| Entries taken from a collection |
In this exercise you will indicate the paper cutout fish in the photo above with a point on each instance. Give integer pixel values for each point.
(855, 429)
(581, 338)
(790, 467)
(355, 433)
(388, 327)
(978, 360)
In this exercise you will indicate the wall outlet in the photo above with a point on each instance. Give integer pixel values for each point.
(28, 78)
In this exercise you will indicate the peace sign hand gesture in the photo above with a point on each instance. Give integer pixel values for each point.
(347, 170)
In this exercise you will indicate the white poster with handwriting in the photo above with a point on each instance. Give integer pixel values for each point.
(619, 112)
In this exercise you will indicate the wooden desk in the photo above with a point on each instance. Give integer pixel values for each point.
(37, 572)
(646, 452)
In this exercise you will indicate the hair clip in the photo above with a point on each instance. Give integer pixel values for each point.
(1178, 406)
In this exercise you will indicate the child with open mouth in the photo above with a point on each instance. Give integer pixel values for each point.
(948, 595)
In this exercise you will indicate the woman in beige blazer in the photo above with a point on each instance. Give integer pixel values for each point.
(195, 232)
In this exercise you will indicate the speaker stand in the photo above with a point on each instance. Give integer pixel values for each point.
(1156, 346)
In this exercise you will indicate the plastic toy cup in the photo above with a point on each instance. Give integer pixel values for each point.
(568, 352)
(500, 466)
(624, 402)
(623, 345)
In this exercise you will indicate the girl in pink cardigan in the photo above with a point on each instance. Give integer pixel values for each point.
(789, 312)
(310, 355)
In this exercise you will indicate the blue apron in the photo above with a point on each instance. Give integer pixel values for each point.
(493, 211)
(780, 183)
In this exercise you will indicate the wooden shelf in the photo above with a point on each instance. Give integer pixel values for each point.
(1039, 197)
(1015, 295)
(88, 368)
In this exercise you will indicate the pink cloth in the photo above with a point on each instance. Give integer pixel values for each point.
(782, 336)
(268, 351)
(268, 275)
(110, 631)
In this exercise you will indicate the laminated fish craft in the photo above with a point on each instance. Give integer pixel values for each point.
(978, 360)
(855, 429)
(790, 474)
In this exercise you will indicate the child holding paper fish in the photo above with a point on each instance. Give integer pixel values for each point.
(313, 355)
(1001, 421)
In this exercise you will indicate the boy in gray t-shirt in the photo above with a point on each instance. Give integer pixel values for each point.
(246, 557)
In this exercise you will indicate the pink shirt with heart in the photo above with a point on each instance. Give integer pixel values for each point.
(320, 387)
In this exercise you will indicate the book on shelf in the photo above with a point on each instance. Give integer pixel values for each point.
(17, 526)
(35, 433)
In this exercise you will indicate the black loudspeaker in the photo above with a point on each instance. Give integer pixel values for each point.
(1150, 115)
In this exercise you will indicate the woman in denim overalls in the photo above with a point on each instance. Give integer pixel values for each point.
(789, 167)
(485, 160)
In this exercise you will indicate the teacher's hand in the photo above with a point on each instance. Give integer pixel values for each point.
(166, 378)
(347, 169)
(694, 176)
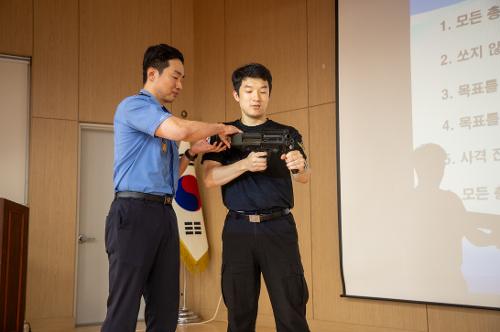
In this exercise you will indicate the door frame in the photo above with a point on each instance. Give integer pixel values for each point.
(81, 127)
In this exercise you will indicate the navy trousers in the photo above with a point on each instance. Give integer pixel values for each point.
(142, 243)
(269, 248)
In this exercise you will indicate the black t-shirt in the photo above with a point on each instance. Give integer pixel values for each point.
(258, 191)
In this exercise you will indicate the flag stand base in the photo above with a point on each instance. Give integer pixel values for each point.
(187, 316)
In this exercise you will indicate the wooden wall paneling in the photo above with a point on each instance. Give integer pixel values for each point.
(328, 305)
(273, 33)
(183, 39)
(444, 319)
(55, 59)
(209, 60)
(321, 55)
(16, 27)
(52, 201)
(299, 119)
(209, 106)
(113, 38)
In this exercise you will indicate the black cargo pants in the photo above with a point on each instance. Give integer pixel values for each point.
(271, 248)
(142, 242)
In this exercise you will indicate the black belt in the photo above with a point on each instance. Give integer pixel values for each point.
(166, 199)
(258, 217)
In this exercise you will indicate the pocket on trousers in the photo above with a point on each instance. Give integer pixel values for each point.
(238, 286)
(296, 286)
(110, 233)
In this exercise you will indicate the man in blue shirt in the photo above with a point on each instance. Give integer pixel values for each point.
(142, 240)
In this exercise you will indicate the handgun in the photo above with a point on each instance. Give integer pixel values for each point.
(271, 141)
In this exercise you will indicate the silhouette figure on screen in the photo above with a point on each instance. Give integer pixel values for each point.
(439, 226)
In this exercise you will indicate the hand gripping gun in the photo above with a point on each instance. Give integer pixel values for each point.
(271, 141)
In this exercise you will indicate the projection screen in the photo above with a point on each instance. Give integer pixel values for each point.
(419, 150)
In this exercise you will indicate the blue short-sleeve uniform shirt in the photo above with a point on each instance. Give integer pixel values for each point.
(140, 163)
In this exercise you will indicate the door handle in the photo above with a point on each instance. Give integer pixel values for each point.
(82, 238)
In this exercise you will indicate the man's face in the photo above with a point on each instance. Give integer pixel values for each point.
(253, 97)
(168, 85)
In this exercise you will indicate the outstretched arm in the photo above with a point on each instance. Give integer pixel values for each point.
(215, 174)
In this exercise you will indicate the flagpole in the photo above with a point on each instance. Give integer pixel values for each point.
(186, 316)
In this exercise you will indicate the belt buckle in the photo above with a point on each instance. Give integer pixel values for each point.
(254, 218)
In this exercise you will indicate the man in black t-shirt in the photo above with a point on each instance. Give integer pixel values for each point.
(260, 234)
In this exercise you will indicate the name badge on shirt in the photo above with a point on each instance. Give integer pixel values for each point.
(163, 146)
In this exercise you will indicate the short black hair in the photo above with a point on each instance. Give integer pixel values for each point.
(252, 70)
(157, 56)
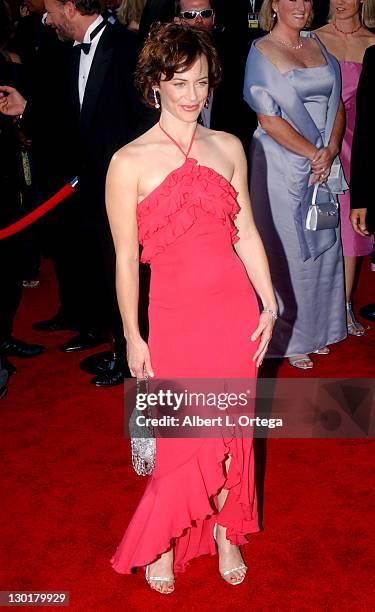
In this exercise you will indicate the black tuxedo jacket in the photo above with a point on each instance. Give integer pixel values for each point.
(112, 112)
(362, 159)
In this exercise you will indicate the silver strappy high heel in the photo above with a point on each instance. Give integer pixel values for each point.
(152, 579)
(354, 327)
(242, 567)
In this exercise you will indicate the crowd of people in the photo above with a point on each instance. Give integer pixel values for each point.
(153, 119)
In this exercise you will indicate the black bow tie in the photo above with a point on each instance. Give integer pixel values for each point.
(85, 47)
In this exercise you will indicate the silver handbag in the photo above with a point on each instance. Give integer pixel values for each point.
==
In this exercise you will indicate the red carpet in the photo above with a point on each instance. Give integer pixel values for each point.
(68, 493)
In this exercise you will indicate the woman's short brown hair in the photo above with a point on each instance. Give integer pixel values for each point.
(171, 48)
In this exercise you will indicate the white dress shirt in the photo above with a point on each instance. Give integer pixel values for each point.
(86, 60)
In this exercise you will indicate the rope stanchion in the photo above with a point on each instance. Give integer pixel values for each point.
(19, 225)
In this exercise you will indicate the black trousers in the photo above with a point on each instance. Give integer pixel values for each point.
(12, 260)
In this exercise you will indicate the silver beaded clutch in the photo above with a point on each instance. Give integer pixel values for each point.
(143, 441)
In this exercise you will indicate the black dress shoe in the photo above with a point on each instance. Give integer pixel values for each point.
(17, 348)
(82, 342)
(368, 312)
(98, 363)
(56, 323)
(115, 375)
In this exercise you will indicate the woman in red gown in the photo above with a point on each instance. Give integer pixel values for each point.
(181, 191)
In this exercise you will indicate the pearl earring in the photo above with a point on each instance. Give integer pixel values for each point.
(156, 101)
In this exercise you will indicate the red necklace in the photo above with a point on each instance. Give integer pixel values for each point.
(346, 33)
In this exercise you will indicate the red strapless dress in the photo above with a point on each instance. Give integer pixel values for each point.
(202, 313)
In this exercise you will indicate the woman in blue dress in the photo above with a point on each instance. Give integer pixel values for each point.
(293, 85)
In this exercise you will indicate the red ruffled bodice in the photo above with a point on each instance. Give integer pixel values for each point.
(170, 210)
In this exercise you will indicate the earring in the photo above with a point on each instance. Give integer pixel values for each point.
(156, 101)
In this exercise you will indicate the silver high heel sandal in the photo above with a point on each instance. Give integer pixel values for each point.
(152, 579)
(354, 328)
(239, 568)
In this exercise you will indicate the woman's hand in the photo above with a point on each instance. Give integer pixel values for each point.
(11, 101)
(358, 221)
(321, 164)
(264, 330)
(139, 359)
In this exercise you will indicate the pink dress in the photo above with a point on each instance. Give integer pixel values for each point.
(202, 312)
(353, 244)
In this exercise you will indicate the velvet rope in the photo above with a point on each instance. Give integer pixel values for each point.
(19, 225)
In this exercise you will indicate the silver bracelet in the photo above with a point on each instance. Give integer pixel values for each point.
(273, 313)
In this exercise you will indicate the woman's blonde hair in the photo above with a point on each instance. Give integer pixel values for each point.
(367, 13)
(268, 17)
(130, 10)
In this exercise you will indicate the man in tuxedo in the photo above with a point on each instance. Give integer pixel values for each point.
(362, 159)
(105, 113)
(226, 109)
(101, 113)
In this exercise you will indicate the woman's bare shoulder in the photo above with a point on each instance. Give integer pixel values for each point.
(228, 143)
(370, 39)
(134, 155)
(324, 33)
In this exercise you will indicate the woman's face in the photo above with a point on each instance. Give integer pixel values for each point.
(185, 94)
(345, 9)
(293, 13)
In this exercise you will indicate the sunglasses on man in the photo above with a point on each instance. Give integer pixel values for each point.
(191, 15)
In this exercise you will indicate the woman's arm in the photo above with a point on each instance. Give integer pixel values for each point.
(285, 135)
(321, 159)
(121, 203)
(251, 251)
--
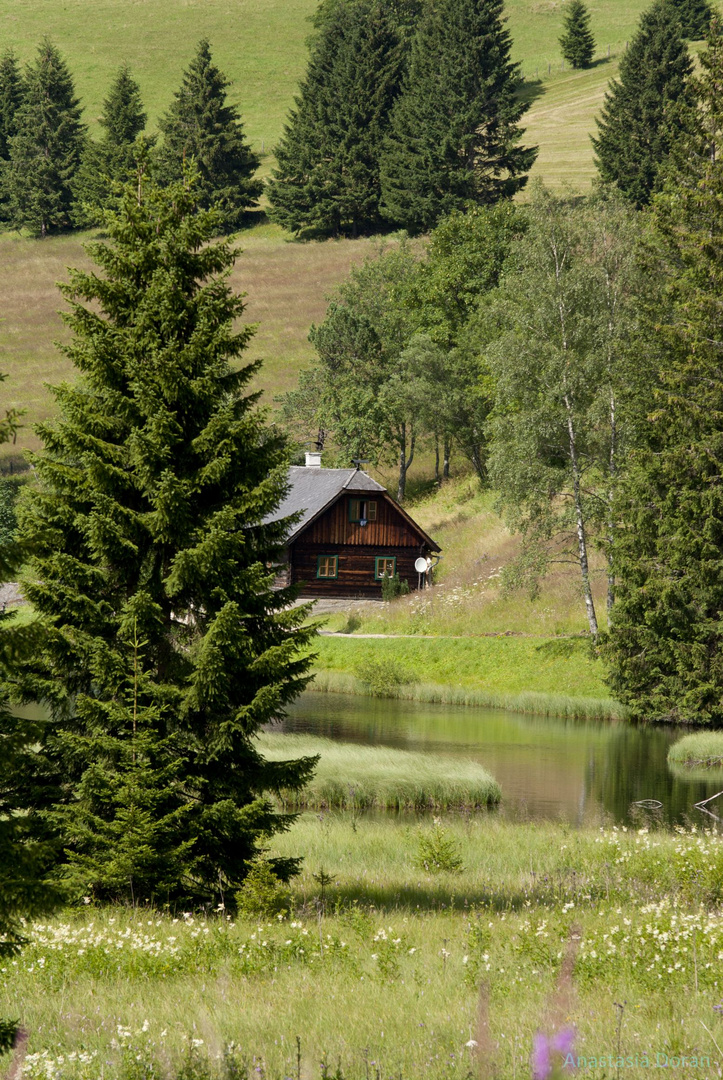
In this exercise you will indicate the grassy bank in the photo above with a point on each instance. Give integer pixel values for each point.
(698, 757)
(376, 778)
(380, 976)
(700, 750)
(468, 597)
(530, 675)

| Exercise aim |
Of the entries above, transcribe exactly those lines that fall between the line containing "In this exercise you will indicate the black bow" and the line containing "In this exercise you will indicate the silver handbag", together with those two lines.

| Reply to the exercise |
In this exercise you will indicate the black bow tie in the photo above with a point on each instance. Give integer pixel values for each point.
(85, 47)
In this exercise you will indicate the silver handbag in the photo above with a point on each instance. Give integer pixel values for each point.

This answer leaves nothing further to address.